#### Exercise prompt:
Take each line in the entries below that holds "hair" and show it.

#### Material to process:
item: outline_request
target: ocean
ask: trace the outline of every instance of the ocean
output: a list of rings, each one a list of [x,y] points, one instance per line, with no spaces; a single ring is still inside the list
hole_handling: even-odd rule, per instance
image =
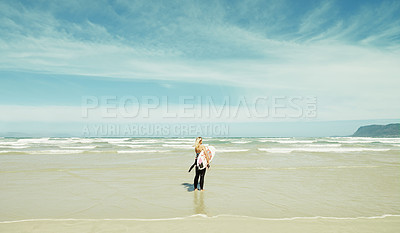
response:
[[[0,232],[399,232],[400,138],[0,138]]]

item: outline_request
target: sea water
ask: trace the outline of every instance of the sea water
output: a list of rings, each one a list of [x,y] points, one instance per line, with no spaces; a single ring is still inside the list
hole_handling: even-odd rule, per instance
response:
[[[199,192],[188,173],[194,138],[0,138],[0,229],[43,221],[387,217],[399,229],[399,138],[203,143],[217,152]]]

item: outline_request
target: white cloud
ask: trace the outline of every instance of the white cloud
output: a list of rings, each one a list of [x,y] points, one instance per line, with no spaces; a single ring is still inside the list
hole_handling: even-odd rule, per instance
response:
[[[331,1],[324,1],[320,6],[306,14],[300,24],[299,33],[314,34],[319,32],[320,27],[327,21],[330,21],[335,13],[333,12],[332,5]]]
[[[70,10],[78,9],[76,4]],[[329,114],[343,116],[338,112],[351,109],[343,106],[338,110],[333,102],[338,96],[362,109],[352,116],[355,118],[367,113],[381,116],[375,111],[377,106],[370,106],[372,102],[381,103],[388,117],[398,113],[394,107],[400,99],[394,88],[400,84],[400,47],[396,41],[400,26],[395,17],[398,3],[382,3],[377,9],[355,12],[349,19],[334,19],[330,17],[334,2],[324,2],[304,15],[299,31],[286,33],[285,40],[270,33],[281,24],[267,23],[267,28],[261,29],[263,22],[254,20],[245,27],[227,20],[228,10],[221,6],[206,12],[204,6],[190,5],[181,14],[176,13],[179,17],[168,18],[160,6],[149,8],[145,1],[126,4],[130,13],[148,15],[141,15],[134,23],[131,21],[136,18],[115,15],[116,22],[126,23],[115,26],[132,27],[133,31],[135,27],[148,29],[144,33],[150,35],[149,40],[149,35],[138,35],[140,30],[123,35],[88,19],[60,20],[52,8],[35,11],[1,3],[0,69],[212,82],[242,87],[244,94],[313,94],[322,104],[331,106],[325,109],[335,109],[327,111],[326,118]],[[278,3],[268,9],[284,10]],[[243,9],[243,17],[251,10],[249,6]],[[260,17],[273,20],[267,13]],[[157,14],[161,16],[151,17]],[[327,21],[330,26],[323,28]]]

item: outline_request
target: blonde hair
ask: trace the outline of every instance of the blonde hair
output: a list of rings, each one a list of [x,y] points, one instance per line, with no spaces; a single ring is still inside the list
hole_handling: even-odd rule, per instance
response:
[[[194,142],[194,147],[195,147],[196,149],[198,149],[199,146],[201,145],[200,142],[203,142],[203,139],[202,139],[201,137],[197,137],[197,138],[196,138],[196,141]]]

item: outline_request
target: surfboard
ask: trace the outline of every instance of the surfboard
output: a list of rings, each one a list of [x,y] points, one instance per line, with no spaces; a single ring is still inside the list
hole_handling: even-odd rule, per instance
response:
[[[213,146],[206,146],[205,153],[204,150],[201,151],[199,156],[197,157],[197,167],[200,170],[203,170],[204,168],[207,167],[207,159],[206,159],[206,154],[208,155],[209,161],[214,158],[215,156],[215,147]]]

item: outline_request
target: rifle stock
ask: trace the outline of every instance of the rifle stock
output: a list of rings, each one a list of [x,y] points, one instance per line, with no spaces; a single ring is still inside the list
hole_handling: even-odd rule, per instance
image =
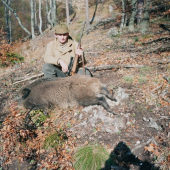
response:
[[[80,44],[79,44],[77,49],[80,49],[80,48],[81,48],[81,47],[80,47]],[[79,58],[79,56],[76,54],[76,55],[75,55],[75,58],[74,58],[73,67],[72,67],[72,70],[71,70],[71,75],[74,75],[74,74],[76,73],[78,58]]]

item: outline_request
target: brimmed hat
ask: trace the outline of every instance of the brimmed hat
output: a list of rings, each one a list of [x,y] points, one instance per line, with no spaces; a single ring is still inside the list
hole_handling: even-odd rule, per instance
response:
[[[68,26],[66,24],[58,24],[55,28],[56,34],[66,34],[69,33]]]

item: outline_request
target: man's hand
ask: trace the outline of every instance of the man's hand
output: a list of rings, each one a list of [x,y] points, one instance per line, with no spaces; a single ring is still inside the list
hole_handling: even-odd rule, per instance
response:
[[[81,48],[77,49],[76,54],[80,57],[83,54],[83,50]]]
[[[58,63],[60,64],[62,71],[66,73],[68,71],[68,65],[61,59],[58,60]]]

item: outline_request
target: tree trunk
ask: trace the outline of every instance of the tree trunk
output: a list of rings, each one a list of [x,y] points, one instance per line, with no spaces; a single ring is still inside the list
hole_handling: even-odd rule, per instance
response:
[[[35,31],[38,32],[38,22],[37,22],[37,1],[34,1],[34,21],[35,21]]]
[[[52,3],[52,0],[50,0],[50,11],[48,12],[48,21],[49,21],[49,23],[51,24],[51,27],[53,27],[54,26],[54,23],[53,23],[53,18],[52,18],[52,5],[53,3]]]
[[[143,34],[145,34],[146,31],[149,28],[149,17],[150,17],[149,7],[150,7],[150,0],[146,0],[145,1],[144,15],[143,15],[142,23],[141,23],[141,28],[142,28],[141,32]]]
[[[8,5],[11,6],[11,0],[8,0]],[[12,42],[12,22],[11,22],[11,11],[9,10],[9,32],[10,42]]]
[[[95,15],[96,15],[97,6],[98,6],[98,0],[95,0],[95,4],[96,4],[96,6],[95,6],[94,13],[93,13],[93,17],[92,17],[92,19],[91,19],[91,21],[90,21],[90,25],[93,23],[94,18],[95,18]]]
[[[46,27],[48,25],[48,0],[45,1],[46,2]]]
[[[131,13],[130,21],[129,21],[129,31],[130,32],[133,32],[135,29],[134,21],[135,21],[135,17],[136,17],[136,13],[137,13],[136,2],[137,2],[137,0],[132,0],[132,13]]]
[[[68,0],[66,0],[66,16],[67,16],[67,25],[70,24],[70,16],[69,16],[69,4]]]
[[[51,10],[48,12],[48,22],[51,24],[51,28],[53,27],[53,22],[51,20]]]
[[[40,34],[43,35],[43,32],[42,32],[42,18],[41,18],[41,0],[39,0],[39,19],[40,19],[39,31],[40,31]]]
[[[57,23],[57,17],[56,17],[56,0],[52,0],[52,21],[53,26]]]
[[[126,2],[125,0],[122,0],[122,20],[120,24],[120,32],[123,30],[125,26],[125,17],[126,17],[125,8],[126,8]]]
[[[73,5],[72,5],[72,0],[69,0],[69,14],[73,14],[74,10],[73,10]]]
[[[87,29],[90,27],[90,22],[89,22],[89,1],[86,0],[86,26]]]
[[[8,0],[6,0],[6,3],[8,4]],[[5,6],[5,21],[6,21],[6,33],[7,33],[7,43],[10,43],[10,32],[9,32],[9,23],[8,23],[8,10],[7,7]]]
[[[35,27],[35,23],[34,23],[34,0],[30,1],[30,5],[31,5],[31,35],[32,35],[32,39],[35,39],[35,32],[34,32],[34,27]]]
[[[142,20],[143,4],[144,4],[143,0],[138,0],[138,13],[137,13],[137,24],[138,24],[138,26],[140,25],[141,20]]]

#### Output below:
target: blonde hair
ask: trace the outline of every instance of the blonde hair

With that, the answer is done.